In your copy, include every line of the listing below exactly but none of the pictures.

Source material
┌──

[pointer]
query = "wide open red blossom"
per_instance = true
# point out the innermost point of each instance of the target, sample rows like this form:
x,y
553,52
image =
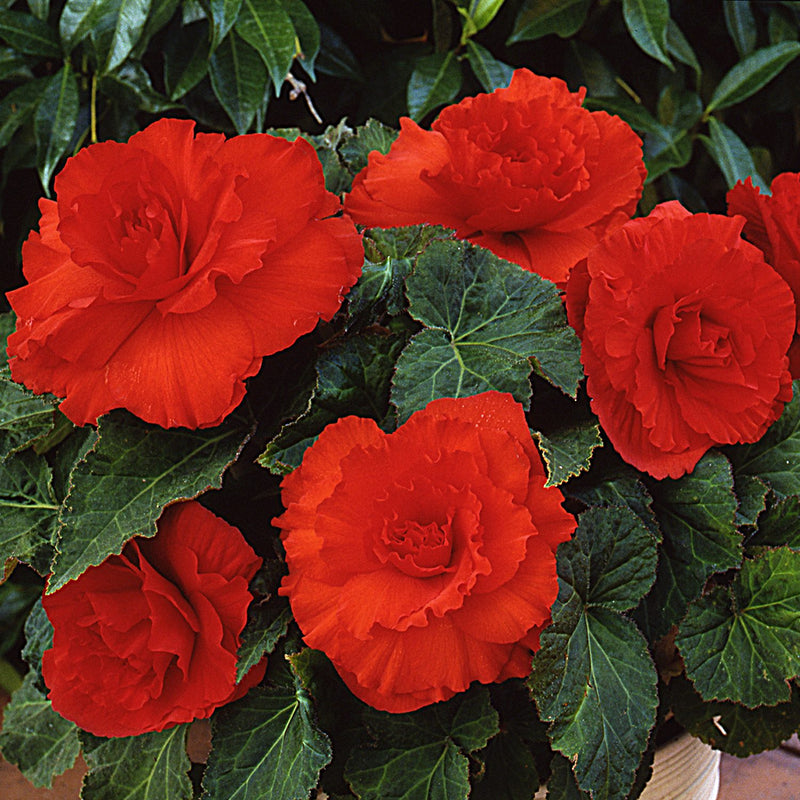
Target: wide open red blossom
x,y
685,330
526,172
423,560
773,225
170,265
148,639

└──

Answer to this problem
[pointer]
query = "wide open red blossom"
per_instance = true
# point out the innermost point of each instance of the target, sample rows like this form:
x,y
553,52
image =
Target: wide open red blossom
x,y
685,330
526,172
423,560
773,225
170,265
148,639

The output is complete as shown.